— Begin TASK DATA —

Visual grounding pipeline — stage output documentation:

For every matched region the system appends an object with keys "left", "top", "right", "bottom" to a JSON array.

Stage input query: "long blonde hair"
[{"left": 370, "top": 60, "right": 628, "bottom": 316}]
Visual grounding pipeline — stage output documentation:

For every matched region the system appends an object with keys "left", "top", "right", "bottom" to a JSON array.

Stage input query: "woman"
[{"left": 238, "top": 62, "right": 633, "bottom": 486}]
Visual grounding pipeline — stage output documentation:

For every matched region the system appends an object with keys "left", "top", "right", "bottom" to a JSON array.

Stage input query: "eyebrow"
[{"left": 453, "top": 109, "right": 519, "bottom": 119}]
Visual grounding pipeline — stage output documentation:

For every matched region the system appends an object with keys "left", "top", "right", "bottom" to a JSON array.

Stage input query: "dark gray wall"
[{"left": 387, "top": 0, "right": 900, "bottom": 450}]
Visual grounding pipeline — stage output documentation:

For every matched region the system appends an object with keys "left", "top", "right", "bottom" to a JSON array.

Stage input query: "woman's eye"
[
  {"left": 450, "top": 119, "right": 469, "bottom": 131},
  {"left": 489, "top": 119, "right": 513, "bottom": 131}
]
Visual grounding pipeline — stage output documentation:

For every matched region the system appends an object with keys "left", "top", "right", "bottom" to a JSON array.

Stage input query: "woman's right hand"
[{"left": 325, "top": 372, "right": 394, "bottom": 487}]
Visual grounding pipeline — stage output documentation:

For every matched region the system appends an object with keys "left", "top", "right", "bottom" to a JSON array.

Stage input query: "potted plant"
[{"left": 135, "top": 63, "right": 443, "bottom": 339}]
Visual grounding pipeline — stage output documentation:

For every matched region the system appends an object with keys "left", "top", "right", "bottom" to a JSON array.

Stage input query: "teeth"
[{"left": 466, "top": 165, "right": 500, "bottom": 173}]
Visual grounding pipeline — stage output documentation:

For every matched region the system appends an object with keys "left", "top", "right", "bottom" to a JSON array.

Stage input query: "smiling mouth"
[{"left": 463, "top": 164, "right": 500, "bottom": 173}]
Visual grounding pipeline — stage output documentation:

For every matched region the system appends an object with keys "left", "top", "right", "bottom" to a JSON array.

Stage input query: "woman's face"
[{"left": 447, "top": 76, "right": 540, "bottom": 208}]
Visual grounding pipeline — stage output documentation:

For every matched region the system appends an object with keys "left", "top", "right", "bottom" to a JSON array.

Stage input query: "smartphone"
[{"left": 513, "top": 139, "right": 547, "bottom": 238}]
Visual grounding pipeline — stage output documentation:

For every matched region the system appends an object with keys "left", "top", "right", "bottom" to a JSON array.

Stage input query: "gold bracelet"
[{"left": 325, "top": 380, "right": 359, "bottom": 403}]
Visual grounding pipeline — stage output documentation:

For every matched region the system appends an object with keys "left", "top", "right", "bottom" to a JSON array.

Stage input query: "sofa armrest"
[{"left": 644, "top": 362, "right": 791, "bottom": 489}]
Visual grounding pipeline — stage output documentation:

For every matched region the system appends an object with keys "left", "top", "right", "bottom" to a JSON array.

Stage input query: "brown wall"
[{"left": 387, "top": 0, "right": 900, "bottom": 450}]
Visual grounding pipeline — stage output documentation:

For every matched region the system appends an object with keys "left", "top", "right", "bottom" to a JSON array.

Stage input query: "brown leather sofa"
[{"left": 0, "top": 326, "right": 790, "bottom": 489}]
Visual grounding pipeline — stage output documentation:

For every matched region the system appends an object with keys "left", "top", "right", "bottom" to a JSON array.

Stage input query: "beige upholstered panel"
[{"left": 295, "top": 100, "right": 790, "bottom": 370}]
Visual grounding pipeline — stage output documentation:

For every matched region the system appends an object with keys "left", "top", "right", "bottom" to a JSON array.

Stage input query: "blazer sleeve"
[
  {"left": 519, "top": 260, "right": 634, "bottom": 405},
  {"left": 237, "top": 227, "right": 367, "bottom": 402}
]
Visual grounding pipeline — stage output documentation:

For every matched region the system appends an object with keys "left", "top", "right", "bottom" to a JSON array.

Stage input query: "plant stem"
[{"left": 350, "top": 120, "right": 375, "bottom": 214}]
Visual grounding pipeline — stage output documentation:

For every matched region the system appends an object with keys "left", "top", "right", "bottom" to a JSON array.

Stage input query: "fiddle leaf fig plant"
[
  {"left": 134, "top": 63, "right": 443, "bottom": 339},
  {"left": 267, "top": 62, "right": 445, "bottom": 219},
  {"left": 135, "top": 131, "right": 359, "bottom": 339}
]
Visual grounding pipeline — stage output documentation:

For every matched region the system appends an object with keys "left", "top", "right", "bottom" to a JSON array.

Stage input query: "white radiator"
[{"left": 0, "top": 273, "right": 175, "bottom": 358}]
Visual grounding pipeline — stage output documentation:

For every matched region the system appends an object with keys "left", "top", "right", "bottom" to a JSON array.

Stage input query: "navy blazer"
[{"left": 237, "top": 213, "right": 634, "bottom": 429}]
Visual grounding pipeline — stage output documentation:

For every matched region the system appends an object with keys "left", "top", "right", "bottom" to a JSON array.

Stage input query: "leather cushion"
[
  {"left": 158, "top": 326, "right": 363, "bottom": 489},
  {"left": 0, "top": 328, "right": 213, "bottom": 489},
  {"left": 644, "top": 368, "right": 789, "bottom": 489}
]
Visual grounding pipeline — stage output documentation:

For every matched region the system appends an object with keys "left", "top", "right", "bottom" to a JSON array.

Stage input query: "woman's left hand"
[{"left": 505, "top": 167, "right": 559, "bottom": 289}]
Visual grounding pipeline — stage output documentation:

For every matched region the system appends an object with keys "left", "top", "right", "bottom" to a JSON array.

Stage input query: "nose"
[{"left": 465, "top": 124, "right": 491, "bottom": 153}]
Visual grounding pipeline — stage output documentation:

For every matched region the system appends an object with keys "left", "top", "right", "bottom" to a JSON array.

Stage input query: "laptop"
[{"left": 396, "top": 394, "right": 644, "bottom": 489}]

— End TASK DATA —

Show each line above that contains the string "leather".

Stage input query: "brown leather sofa"
Stage input query: "leather cushion"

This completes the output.